__TAREFA 1__: No trecho sobre as relações entre Estados Unidos e Rússia, reescreva a parte que vai de "A União Soviética" até "com a oposição.", inclusive, trocando "Yeltsin" por "Ieltsin".
__TAREFA 2__: Liste todas as pessoas citadas pelo nome no trecho sobre as relações entre Estados Unidos e Rússia.
__TAREFA 3__: Continue o trecho sobre as relações entre Estados Unidos e Rússia a partir do ponto em que ele termina.

A União Soviética desmoronaria em alguns anos. No entanto, a primeira cúpula pós-soviética, entre Bill Clinton e Boris Yeltsin, em Vancouver em abril de 1993, ainda era pomposa, agora cheia de esperança de que uma Rússia livre do comunismo se fundisse perfeitamente em uma “nova parceria democrática”. Lembro-me de ver Clinton apertar a mão de Yeltsin com ardor ao se despedir, exortando-o: “Vença! Vença!”
Essa bonomia ainda perdurava quando o presidente George W. Bush se encontrou com o herdeiro escolhido a dedo por Yeltsin, Vladimir Putin, na Eslovênia em 2001. Foi lá que Bush fez seu famoso (ou infame) comentário: “Consegui entender a sua alma.”
Mas a relação azedou para os americanos quando a Rússia de Putin anexou a Crimeia, lançou operações militares contra a Geórgia e a Ucrânia e se tornou cada vez mais autoritária e intolerante com a oposição.
Então veio a entrada da Rússia na guerra da Síria e a intromissão descarada na campanha eleitoral de 2016 em apoio a Donald Trump, seguida por quatro anos em que Trump buscou um relacionamento pessoal bizarro com Putin enquanto uma comissão especial investigava as maquinações da Rússia e as relações entre os governos despencaram.

__SEÇÃO DE DADOS__:
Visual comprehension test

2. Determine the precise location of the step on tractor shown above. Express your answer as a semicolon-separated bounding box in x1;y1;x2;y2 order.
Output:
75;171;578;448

__RESULTADO 1__:
A União Soviética desmoronaria em alguns anos. No entanto, a primeira cúpula pós-soviética, entre Bill Clinton e Boris Ieltsin, em Vancouver em abril de 1993, ainda era pomposa, agora cheia de esperança de que uma Rússia livre do comunismo se fundisse perfeitamente em uma “nova parceria democrática”. Lembro-me de ver Clinton apertar a mão de Ieltsin com ardor ao se despedir, exortando-o: “Vença! Vença!”
Essa bonomia ainda perdurava quando o presidente George W. Bush se encontrou com o herdeiro escolhido a dedo por Ieltsin, Vladimir Putin, na Eslovênia em 2001. Foi lá que Bush fez seu famoso (ou infame) comentário: “Consegui entender a sua alma.”
Mas a relação azedou para os americanos quando a Rússia de Putin anexou a Crimeia, lançou operações militares contra a Geórgia e a Ucrânia e se tornou cada vez mais autoritária e intolerante com a oposição.

__RESULTADO 2__: Bill Clinton, Boris Yeltsin, George W. Bush, Vladimir Putin, Donald Trump

__RESULTADO 3__:
Os dias promissores de duas décadas atrás são difíceis de imaginar agora, quando a imagem de Putin entre a maioria dos americanos é a de um bandido irremediável, quando todos os consulados fora das respectivas capitais estão fechados, ambos os embaixadores estão em casa “para consultas” e o encontro de Biden com Putin é considerado em alguns bairros mais beligerantes em Washington como “apaziguamento de um autocrata maligno”.
Aos olhos dos americanos, a Rússia é irritante, um país em declínio, mas ainda capaz de grandes danos sob um líder cujas feições não podem ser mudadas e que estará presente por muitos anos mais.
Pode ser uma surpresa para alguns americanos, mas aos olhos de muitos russos, são os Estados Unidos que fazem o mal e precisam mudar; os Estados Unidos que precisam reconhecer que seu momento unipolar acabou e não pode impor sua vontade ao redor do mundo; os Estados Unidos que pregam a democracia e os direitos humanos e espalham sanções contra aqueles que os desafiam enquanto sua própria democracia está em desordem polarizada.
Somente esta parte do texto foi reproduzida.